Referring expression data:
_ _ _ _ _
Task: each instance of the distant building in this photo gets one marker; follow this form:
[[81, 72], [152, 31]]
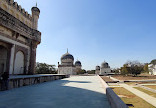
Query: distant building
[[19, 38], [104, 69], [97, 70], [67, 65], [152, 69]]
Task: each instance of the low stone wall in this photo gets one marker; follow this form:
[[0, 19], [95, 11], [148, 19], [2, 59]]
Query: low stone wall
[[113, 98], [25, 80]]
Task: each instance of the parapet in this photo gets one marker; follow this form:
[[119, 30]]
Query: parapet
[[12, 4], [18, 12]]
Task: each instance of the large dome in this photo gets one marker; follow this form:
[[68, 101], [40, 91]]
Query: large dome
[[77, 63], [67, 56], [105, 65]]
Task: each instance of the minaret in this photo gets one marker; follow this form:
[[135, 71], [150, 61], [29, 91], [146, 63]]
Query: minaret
[[35, 16]]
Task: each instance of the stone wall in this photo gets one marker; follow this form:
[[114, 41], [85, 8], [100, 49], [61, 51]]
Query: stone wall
[[20, 81], [113, 98]]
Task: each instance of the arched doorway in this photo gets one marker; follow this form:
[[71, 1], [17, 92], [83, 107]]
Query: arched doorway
[[19, 63], [3, 59]]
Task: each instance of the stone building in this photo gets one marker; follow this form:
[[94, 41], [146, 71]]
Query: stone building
[[19, 38], [78, 66], [97, 70], [104, 69], [67, 65], [152, 69]]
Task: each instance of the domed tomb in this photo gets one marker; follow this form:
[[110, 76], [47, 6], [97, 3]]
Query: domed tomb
[[105, 65], [67, 59], [97, 68], [77, 63]]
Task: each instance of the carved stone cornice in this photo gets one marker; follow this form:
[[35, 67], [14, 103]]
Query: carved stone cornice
[[9, 21]]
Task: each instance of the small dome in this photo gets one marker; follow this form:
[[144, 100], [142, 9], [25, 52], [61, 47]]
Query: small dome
[[35, 9], [105, 65], [67, 56], [77, 63], [97, 67]]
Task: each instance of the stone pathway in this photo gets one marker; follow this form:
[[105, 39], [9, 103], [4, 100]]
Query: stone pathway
[[74, 92], [141, 94]]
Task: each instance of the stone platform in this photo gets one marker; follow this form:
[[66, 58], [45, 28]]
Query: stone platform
[[73, 92], [16, 81]]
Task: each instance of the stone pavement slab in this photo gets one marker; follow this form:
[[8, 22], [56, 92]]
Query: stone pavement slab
[[141, 94], [74, 92]]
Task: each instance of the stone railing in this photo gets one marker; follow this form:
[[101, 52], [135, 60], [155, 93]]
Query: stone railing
[[19, 81], [18, 7], [113, 98], [16, 25]]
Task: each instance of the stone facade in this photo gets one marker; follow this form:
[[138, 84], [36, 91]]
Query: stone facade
[[19, 38], [67, 67], [152, 69], [104, 69]]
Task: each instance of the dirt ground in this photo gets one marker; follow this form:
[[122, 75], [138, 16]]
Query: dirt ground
[[121, 77]]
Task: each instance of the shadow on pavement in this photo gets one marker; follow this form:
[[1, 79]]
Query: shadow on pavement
[[53, 95]]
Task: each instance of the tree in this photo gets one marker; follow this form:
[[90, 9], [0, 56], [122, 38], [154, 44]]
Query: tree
[[124, 69], [91, 71], [82, 71], [43, 68], [132, 67]]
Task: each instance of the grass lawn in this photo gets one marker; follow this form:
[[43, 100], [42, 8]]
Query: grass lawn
[[121, 77], [151, 86], [146, 91], [130, 98]]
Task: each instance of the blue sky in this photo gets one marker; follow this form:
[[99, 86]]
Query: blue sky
[[96, 30]]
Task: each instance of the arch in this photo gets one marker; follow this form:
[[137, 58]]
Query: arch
[[19, 63], [4, 7], [3, 59], [17, 16], [12, 12]]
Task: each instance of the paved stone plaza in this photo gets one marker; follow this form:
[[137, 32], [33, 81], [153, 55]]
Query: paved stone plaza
[[74, 92]]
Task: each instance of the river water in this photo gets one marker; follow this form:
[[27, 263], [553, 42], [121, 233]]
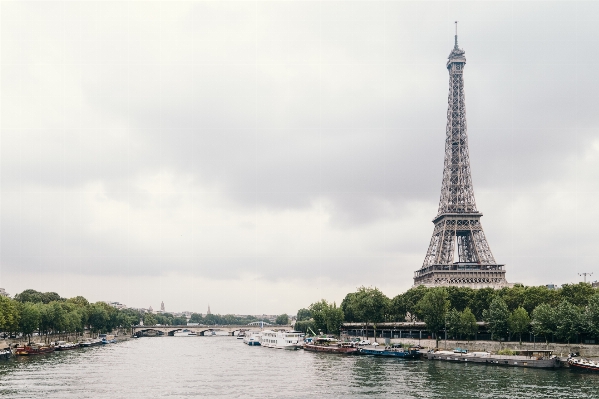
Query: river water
[[198, 367]]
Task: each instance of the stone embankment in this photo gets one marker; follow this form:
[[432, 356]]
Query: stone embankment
[[561, 350]]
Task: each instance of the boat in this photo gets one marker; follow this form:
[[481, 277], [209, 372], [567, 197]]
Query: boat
[[331, 345], [391, 351], [290, 340], [90, 342], [522, 358], [185, 333], [253, 339], [65, 346], [583, 364], [34, 349]]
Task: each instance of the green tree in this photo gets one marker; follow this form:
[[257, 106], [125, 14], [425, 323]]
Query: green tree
[[319, 314], [282, 319], [592, 316], [9, 315], [334, 319], [196, 318], [98, 317], [568, 321], [30, 319], [519, 322], [468, 326], [481, 301], [348, 306], [411, 299], [303, 314], [454, 322], [150, 320], [577, 294], [433, 307], [459, 297], [544, 321], [497, 318]]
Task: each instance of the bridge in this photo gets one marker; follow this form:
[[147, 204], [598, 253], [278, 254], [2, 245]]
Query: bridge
[[202, 329]]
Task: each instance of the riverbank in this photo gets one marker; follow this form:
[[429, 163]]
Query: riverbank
[[561, 350]]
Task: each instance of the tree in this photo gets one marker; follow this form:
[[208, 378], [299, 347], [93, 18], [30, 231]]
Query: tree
[[468, 325], [592, 316], [334, 319], [282, 319], [577, 294], [150, 320], [454, 322], [30, 319], [460, 297], [544, 321], [497, 318], [568, 321], [411, 298], [303, 314], [481, 301], [433, 308], [348, 306], [519, 322], [9, 315]]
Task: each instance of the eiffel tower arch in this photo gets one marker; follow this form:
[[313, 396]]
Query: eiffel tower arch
[[457, 223]]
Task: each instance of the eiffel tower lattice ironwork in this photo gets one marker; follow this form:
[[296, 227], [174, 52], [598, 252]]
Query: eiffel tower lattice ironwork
[[458, 221]]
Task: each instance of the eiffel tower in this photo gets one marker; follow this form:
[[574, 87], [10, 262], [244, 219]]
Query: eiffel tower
[[458, 220]]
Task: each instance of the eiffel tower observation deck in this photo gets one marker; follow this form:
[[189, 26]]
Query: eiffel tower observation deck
[[457, 223]]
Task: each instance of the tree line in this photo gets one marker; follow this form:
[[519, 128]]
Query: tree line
[[47, 313], [565, 314]]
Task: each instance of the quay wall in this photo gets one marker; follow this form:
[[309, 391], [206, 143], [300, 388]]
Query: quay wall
[[562, 350]]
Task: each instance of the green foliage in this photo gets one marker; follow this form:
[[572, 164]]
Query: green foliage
[[303, 314], [568, 321], [433, 307], [460, 297], [481, 301], [577, 294], [497, 318], [326, 317], [519, 322], [468, 326], [282, 319], [36, 297], [591, 316], [196, 318], [544, 320], [9, 315], [454, 322]]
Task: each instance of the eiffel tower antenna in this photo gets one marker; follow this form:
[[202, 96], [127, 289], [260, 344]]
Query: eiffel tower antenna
[[458, 220], [585, 275], [456, 34]]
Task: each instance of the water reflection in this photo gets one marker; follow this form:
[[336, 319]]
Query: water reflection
[[224, 367]]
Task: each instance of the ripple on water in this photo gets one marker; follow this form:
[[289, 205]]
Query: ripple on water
[[223, 366]]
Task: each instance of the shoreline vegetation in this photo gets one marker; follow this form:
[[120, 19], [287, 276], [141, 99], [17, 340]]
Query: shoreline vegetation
[[46, 316], [569, 314]]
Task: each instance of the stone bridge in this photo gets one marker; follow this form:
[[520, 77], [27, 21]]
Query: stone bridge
[[203, 329]]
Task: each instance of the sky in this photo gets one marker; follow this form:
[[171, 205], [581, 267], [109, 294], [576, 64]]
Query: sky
[[260, 156]]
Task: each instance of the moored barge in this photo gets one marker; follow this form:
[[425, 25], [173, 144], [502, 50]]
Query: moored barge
[[532, 358], [331, 345], [33, 349]]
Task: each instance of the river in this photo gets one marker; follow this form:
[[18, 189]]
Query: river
[[174, 367]]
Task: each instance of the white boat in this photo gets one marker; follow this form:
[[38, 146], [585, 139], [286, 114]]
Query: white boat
[[185, 333], [290, 340], [253, 339]]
_ _ _ _ _
▸ **TASK TO CARRY OUT**
An exact copy is needed. It runs from the line above containing "Task: each instance of the river water" down to the line containing "Task: each instance of the bridge", both included, with no pictures.

▸ **RESULT OF THE EXERCISE**
Task: each instance of the river water in this photo gets one marker; follow this form:
[[27, 263], [553, 42], [121, 233]]
Query: river water
[[198, 367]]
Task: each instance of the stone embankment in this photo gets one marker; follow this form:
[[432, 356]]
Query: stone embankment
[[561, 350]]
Task: each instance of the boat in this photo gets one marker; follow this form:
[[481, 277], [209, 372], [567, 197]]
Query: boat
[[331, 345], [391, 351], [290, 340], [90, 342], [522, 358], [185, 333], [253, 339], [65, 346], [583, 364], [34, 349]]
Task: each instance of the green tree in this photo gets one marker; follow this form:
[[257, 106], [125, 14], [425, 323]]
Query: green tree
[[319, 314], [282, 319], [592, 316], [9, 315], [334, 319], [196, 318], [98, 317], [568, 321], [30, 319], [519, 322], [468, 326], [481, 301], [348, 306], [411, 299], [303, 314], [454, 322], [150, 320], [577, 294], [433, 307], [459, 297], [544, 321], [497, 318]]
Task: each instance of the bridge in this photo gets one marker; follow this form:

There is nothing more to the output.